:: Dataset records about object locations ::
· · · ·

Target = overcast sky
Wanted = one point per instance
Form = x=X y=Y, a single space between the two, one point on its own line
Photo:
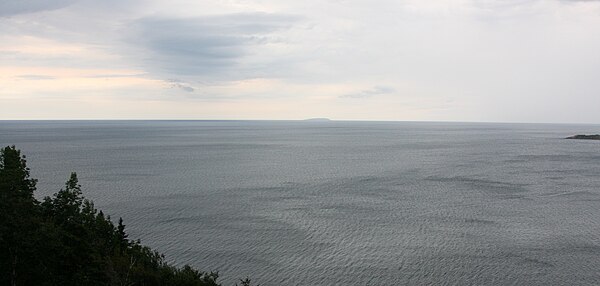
x=451 y=60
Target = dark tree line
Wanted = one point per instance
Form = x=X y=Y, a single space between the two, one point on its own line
x=65 y=240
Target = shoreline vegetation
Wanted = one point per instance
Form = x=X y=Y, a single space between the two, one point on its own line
x=65 y=240
x=585 y=137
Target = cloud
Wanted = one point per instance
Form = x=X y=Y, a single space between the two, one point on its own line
x=377 y=90
x=15 y=7
x=36 y=77
x=180 y=85
x=203 y=46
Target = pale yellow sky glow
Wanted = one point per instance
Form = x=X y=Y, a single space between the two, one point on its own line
x=507 y=61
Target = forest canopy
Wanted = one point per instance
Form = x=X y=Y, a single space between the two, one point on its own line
x=65 y=240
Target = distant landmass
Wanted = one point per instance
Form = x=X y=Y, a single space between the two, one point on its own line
x=318 y=119
x=586 y=137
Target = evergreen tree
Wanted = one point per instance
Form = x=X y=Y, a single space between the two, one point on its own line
x=65 y=240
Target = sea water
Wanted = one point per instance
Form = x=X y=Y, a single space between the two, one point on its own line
x=339 y=203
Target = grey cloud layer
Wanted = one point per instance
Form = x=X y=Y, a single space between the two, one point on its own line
x=378 y=90
x=14 y=7
x=203 y=45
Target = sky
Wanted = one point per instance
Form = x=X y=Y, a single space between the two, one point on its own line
x=408 y=60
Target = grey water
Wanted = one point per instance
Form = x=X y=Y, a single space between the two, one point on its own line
x=340 y=203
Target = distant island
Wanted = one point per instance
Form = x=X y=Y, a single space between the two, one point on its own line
x=318 y=120
x=586 y=137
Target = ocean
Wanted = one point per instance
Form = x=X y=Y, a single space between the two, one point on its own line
x=339 y=203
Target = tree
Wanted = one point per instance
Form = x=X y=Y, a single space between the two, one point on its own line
x=65 y=240
x=17 y=209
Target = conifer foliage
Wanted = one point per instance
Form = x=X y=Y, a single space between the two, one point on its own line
x=65 y=240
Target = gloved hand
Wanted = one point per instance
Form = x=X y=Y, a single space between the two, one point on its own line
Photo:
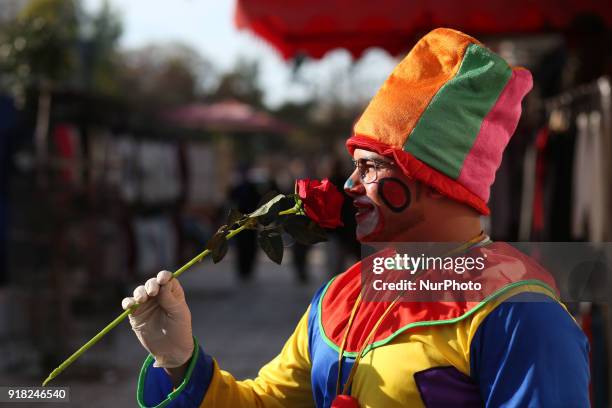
x=162 y=322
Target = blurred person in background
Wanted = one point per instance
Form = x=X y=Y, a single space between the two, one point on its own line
x=244 y=196
x=425 y=150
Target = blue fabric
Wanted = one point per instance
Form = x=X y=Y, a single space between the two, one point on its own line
x=158 y=386
x=529 y=352
x=324 y=360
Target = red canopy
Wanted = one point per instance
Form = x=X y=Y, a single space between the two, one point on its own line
x=314 y=27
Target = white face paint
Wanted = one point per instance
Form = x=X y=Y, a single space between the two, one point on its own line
x=368 y=217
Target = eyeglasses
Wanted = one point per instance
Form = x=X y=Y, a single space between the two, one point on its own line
x=368 y=168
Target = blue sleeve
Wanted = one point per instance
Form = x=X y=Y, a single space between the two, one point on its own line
x=529 y=352
x=155 y=389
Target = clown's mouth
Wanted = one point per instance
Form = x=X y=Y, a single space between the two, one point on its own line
x=364 y=209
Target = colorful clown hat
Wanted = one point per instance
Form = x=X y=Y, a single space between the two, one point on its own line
x=445 y=115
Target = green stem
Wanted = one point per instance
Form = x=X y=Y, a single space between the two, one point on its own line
x=123 y=315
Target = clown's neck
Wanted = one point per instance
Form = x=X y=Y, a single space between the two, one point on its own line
x=449 y=228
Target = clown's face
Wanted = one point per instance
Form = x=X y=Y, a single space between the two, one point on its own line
x=389 y=205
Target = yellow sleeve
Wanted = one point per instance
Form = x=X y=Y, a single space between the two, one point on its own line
x=283 y=382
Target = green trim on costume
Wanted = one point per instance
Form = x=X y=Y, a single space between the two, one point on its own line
x=145 y=368
x=498 y=293
x=446 y=131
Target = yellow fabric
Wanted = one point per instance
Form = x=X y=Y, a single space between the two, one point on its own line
x=384 y=377
x=400 y=102
x=283 y=382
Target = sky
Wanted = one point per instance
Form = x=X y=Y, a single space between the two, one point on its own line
x=207 y=26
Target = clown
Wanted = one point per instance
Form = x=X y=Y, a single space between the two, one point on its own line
x=425 y=152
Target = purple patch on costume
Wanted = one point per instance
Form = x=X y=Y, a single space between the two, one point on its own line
x=447 y=387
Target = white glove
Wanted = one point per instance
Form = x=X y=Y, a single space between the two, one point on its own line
x=162 y=322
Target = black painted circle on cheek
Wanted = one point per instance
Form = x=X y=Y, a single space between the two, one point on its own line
x=394 y=193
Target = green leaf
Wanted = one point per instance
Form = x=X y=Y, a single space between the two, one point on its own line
x=267 y=197
x=266 y=207
x=304 y=230
x=234 y=216
x=217 y=246
x=272 y=244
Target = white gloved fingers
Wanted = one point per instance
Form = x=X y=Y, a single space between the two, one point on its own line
x=171 y=297
x=127 y=302
x=140 y=294
x=164 y=277
x=152 y=287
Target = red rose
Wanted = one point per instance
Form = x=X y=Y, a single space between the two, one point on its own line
x=322 y=201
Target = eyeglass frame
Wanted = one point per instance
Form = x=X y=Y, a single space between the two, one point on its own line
x=378 y=164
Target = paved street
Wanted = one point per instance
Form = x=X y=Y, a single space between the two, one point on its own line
x=242 y=325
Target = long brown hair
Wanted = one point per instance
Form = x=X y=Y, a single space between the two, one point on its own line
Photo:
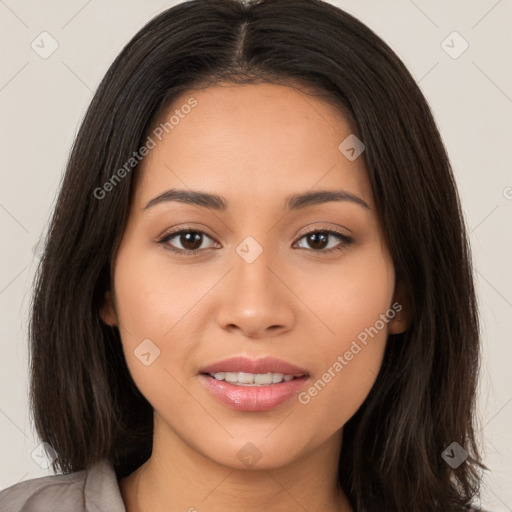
x=84 y=401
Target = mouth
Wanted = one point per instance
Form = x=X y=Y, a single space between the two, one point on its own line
x=253 y=385
x=253 y=379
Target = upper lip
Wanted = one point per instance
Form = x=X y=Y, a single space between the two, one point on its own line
x=262 y=365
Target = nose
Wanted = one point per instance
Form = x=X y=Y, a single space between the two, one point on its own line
x=256 y=300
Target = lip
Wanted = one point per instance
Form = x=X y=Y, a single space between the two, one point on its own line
x=262 y=365
x=253 y=398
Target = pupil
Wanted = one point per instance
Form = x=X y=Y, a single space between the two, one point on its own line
x=188 y=239
x=314 y=238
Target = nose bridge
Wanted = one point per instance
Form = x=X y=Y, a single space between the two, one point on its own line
x=255 y=299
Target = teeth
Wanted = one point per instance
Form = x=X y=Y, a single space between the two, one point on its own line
x=252 y=379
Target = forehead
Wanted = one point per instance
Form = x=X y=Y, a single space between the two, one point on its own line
x=257 y=142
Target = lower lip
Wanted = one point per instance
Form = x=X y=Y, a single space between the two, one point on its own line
x=252 y=398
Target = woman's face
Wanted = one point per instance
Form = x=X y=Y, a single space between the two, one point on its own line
x=260 y=284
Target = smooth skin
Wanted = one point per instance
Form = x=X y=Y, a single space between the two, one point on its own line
x=254 y=145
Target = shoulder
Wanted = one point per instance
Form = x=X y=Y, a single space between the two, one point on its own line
x=92 y=489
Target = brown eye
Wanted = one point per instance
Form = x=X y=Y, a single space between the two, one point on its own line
x=186 y=241
x=319 y=240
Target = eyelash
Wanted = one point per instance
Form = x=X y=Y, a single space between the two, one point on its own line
x=345 y=241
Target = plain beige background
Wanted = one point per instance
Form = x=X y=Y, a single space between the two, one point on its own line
x=43 y=100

· · · ·

:: Job ::
Transcribe, word for word, every line from the one containing "Target = forehead" through the final line of the entries, and nothing else.

:: The output ::
Target = forehead
Wanted = one point per instance
Form = x=X y=Y, a single space between the two, one point on its own line
x=257 y=142
Target = lower lip
Wanted = one point per instance
Form = x=X y=Y, a single space between the two, one point on its own line
x=252 y=398
Target = woman's face
Wanted = one point per instance
Form = x=X y=Y, a single space between the two, one point on its own line
x=260 y=284
Target = smooth skin
Wanted = one point per instance
Form = x=X y=Y, a single space between the two, one point on its own line
x=254 y=145
Target = shoulder
Wanted = one point per instance
Form = x=X y=Y, a single space between the two, one point on its own line
x=92 y=489
Target = brown eye
Wanted = one point per instance
Form = x=X y=Y, a single space between the two, one point on its own line
x=186 y=241
x=319 y=240
Target = eyelash
Wanted = one point per instance
Form = x=X y=Y, a single space between the two, one point on its own line
x=345 y=241
Target = plain beige background
Wanted = one point per instance
Form = x=X y=Y, a single space between the two, one point on its own line
x=43 y=100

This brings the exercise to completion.